→ SOURCE:
Morgan Feanny: Yeah, people are getting more picky because they can be nowadays. People, as in investors.

Greg Arnot: Switching gears a bit, I’d like to get into the design side of things. What does that overall design process look like at Firefly? I wonder if you can walk me through from concept all the way through to launch.

Drew Summers: It usually starts with just a whiteboard discussion, making some sketches. You have the problem statement; you know what you want to do. Like, “I want to redesign this component. I want to mount this thing to this other thing. I want to make this lighter. I want to refine how this works.” Based on that, you can do your early sketches and have some discussions and meetings with people to figure out what your boundary conditions are, what your constraints are, what materials are available, and what your budget is. Then, from there, you can build your preliminary CAD model. As the design matures and with further discussions, meetings, and design reviews, you can refine that CAD model throughout the whole process.

Morgan Feanny: The whole iterative design thing really is, at least at Firefly, how we design. You do have to make something physical at some point to validate all the math and the analysis that goes into all the assumptions that you’ve been making throughout the design process. Then, you carefully install this very expensive hardware onto a test stand. Maybe a joint needs redesigning because it failed in a previous test. Maybe something is way too heavy, and we need to cut mass costs because we have a payload that needs to go into a deeper orbit or it’s a heavier payload. After, you just kind of run through this iterative design process. The iterative design process doesn’t have to be physical all the time. You can run different analysis models and CAD models and keep building virtually.

→ TASK PROMPT: Reproduce the interview excerpt above about the design process at Firefly word for word, from start to finish. The entries aren't needed for this work.

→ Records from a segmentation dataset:

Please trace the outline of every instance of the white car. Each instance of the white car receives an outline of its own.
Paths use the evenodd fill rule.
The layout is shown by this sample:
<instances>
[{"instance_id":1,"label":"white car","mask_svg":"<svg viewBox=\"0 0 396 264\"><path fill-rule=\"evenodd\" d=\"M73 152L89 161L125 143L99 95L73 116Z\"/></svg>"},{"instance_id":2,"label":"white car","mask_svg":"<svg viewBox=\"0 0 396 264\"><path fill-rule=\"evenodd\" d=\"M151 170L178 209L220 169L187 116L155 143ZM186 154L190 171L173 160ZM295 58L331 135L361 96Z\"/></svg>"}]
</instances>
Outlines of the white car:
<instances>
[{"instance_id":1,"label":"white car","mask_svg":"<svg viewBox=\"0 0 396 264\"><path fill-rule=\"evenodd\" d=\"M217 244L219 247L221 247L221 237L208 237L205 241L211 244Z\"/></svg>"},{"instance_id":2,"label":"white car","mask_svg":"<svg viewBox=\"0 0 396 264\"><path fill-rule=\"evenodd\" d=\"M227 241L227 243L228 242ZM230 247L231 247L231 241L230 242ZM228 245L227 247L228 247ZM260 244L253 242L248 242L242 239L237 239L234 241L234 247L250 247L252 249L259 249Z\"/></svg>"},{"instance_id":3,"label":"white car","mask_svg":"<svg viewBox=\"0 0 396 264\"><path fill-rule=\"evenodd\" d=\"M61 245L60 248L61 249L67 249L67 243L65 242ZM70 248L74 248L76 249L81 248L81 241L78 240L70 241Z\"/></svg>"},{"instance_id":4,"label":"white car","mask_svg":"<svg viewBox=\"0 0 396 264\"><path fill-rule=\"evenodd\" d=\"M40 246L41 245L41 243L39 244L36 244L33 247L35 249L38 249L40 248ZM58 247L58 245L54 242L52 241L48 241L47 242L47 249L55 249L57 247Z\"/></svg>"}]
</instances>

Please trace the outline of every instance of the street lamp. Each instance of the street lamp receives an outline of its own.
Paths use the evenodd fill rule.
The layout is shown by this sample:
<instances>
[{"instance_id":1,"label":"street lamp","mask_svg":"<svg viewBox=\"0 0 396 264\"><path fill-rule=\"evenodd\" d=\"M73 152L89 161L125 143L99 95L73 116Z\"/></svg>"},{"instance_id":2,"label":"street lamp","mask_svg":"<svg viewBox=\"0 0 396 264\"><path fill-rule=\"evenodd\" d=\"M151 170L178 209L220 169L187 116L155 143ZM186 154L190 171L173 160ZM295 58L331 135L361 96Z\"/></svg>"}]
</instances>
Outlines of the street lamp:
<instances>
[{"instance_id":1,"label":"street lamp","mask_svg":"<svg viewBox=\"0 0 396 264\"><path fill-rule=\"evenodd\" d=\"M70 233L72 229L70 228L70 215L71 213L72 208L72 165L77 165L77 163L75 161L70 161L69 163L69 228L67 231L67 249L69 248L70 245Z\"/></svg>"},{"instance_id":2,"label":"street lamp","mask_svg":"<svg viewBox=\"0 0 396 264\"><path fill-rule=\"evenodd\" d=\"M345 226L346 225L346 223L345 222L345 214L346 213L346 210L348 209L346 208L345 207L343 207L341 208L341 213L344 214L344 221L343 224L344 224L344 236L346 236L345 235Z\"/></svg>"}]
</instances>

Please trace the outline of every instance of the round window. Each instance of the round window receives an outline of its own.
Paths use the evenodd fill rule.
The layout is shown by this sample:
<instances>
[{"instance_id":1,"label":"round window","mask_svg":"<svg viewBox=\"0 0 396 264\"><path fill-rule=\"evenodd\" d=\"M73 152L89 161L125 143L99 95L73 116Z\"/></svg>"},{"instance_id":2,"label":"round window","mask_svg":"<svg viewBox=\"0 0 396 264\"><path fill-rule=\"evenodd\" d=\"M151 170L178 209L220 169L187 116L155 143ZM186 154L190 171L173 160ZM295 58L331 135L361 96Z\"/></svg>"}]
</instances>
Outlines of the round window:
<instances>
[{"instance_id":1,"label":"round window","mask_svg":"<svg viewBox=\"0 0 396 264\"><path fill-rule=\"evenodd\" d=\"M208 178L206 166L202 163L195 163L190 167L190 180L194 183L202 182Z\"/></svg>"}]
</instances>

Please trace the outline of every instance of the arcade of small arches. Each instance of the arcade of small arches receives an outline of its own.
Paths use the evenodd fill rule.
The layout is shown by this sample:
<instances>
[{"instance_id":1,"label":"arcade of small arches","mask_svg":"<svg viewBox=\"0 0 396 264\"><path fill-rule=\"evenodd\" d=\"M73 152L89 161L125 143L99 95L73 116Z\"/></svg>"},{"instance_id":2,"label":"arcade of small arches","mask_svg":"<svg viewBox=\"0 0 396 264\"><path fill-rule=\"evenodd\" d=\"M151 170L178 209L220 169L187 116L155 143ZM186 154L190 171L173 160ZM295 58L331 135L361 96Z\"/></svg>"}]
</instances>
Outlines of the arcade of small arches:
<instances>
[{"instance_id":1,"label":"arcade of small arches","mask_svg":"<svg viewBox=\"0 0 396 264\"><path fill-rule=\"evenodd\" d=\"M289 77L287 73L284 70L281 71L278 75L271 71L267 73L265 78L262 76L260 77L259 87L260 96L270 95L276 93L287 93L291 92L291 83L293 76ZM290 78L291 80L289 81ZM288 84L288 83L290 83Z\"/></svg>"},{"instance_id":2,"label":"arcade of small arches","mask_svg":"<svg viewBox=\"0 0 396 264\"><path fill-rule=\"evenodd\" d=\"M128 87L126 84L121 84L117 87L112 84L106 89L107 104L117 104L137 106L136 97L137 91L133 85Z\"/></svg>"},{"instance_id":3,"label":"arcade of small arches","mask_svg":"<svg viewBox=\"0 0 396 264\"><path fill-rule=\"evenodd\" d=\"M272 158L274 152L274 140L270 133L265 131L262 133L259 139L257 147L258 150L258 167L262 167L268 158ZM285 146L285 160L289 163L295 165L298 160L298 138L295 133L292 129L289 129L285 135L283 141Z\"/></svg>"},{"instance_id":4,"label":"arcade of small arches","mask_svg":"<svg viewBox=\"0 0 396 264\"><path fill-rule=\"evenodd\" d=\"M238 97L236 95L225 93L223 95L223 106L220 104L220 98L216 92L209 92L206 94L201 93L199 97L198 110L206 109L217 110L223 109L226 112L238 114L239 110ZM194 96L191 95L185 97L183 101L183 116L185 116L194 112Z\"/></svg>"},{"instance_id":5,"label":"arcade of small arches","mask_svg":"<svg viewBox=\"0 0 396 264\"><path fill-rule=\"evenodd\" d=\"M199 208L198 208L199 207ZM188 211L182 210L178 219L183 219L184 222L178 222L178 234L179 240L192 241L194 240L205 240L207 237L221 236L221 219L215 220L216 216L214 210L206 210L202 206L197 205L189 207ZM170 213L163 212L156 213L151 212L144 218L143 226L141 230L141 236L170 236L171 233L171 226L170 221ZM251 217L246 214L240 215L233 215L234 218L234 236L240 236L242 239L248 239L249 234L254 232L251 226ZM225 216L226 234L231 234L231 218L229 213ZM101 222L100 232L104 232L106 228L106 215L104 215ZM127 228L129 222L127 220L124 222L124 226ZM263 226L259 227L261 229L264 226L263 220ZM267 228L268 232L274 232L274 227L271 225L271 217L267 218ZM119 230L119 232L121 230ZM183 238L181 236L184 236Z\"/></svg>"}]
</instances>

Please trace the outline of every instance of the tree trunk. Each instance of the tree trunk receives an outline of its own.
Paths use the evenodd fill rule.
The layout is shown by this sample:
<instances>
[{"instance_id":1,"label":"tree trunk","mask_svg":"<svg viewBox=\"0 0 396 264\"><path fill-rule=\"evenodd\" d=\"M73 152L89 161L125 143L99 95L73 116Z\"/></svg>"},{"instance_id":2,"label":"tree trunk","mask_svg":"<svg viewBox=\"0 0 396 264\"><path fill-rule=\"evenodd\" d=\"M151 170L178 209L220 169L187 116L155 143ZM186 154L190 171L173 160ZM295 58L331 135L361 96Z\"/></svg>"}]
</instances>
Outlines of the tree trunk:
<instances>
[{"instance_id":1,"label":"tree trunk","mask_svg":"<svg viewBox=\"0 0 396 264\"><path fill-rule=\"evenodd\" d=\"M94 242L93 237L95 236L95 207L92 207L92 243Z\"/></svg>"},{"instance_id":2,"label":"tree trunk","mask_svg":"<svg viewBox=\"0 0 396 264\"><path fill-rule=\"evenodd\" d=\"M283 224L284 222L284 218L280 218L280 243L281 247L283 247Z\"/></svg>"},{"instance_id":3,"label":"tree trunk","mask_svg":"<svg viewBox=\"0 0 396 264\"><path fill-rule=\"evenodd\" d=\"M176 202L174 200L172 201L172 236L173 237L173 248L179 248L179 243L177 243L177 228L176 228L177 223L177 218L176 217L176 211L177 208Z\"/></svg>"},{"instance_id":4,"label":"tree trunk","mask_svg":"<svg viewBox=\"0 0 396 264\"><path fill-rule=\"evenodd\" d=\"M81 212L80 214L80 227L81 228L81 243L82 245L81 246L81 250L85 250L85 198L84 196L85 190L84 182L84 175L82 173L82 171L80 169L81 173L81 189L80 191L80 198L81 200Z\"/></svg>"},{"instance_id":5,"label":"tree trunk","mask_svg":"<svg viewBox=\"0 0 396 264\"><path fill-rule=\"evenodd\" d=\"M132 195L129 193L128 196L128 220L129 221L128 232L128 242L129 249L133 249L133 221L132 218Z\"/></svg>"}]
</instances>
...
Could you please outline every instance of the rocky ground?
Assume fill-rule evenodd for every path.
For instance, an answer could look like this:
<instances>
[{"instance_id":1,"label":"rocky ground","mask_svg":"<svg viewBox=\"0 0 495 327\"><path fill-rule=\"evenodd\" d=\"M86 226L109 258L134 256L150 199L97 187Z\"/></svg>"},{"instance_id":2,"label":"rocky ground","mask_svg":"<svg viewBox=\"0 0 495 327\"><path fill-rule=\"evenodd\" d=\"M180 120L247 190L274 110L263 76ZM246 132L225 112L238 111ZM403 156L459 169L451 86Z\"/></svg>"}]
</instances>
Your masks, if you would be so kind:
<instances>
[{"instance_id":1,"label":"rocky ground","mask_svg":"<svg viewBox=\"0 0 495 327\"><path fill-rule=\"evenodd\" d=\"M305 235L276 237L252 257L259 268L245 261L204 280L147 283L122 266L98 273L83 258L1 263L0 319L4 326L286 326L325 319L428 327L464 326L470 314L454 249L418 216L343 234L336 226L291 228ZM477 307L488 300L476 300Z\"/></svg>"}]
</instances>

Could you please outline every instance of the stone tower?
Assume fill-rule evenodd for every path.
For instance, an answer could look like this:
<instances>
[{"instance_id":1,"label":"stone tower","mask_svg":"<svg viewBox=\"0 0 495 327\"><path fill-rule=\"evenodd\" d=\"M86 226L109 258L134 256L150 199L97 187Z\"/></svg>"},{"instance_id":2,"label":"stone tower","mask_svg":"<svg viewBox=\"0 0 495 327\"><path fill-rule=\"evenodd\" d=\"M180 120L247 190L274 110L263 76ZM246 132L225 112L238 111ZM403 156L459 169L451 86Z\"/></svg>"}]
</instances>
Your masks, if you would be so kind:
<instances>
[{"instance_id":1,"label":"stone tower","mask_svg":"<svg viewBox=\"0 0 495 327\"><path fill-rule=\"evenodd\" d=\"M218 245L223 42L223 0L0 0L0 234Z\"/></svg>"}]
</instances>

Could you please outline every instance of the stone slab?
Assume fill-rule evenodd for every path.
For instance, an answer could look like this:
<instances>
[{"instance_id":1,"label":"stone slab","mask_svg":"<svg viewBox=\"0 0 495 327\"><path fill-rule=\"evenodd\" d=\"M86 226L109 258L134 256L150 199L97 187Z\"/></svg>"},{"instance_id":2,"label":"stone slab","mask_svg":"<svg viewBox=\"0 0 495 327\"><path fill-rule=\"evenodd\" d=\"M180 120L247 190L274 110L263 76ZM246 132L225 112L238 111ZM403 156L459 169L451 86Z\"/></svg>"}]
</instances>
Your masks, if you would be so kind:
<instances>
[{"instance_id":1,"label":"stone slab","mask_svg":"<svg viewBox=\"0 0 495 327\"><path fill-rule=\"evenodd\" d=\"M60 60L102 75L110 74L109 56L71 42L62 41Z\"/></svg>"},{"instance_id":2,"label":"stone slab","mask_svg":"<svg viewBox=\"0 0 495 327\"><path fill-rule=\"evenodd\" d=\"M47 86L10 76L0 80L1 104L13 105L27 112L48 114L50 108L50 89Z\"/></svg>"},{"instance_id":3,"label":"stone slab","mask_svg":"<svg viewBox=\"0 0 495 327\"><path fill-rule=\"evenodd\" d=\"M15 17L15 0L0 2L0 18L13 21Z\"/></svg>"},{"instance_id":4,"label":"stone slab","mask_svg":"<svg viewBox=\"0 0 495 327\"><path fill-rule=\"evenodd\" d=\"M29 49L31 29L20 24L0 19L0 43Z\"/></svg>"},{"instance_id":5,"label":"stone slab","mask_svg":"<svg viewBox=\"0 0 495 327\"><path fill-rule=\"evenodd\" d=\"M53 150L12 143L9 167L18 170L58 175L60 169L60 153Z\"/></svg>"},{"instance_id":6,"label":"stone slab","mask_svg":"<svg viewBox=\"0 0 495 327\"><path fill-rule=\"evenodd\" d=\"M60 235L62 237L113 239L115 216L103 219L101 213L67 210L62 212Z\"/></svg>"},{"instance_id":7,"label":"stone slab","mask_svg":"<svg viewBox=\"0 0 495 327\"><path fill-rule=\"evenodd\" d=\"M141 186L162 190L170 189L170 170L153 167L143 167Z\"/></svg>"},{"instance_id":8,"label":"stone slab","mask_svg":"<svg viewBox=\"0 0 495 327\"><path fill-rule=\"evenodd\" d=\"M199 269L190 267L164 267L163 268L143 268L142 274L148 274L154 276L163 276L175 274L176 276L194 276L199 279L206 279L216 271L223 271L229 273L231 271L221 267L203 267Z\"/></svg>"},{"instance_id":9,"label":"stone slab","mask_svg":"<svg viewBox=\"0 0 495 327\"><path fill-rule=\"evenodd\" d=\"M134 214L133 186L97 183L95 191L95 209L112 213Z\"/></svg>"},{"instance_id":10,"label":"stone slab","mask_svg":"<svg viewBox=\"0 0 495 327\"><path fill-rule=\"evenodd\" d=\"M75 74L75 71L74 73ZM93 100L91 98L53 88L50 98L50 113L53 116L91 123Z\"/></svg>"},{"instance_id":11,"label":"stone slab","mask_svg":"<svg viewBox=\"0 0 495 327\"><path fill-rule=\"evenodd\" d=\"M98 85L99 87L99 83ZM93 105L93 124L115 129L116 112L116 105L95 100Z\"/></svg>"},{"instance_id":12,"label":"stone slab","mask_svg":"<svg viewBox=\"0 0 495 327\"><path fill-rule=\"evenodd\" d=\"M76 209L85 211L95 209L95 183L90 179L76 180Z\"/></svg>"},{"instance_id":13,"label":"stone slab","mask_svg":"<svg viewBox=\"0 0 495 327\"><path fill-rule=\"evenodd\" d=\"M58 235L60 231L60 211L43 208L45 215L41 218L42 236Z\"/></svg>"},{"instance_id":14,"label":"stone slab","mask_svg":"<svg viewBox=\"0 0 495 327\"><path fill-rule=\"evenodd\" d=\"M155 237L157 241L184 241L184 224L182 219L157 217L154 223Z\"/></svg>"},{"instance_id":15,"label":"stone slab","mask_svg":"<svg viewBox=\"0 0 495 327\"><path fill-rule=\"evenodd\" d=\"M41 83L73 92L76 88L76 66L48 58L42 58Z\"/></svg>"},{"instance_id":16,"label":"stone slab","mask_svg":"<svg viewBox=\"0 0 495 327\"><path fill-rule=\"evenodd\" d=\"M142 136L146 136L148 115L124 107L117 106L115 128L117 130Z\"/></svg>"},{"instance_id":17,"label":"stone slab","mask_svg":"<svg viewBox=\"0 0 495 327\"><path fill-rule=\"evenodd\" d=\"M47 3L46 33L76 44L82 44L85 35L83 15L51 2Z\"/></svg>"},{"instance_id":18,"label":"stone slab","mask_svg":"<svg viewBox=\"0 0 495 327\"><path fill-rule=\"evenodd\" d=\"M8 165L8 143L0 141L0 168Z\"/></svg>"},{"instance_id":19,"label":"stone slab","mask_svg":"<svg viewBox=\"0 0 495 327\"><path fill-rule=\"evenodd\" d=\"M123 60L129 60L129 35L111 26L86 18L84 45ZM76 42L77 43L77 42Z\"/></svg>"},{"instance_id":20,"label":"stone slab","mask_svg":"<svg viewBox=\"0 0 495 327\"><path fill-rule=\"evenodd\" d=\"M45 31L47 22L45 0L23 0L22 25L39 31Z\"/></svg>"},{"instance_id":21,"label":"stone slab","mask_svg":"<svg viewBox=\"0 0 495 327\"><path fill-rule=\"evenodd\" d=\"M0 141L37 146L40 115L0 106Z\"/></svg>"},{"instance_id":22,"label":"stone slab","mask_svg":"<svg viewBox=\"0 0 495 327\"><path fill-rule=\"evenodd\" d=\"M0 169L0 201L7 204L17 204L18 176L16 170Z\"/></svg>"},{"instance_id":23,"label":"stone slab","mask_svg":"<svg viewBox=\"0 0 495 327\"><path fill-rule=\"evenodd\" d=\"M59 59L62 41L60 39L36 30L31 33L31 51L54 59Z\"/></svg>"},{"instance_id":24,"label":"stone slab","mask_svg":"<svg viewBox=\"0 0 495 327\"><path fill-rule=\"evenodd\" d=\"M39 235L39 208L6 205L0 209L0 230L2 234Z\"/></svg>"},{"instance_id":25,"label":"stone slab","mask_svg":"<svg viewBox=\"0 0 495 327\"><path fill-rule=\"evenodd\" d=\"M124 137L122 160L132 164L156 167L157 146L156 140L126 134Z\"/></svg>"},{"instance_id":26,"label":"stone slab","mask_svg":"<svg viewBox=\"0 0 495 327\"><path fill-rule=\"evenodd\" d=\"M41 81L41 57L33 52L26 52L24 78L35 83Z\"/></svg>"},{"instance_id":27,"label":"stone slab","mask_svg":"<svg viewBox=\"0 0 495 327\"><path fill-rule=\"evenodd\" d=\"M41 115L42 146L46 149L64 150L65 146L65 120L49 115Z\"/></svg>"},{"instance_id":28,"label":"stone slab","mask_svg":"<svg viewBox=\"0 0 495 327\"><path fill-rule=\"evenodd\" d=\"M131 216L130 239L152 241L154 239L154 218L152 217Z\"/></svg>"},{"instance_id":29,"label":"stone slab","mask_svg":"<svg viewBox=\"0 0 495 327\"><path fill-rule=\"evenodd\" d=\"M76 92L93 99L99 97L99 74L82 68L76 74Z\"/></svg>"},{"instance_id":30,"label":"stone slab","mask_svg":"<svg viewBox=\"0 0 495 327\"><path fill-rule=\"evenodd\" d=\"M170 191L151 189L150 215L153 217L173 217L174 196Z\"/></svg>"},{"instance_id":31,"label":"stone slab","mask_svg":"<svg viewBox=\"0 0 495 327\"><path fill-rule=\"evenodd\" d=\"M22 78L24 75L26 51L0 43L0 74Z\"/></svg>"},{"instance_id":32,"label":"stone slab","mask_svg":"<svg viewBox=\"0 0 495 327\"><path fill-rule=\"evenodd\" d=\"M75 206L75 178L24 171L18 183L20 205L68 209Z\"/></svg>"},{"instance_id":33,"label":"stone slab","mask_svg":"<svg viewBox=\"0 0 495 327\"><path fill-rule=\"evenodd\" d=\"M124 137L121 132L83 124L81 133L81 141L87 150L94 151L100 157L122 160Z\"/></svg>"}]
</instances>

→ ANSWER TO THE PROBLEM:
Morgan Feanny: Yeah, people are getting more picky because they can be nowadays. People, as in investors.

Greg Arnot: Switching gears a bit, I’d like to get into the design side of things. What does that overall design process look like at Firefly? I wonder if you can walk me through from concept all the way through to launch.

Drew Summers: It usually starts with just a whiteboard discussion, making some sketches. You have the problem statement; you know what you want to do. Like, “I want to redesign this component. I want to mount this thing to this other thing. I want to make this lighter. I want to refine how this works.” Based on that, you can do your early sketches and have some discussions and meetings with people to figure out what your boundary conditions are, what your constraints are, what materials are available, and what your budget is. Then, from there, you can build your preliminary CAD model. As the design matures and with further discussions, meetings, and design reviews, you can refine that CAD model throughout the whole process.

Morgan Feanny: The whole iterative design thing really is, at least at Firefly, how we design. You do have to make something physical at some point to validate all the math and the analysis that goes into all the assumptions that you’ve been making throughout the design process. Then, you carefully install this very expensive hardware onto a test stand. Maybe a joint needs redesigning because it failed in a previous test. Maybe something is way too heavy, and we need to cut mass costs because we have a payload that needs to go into a deeper orbit or it’s a heavier payload. After, you just kind of run through this iterative design process. The iterative design process doesn’t have to be physical all the time. You can run different analysis models and CAD models and keep building virtually.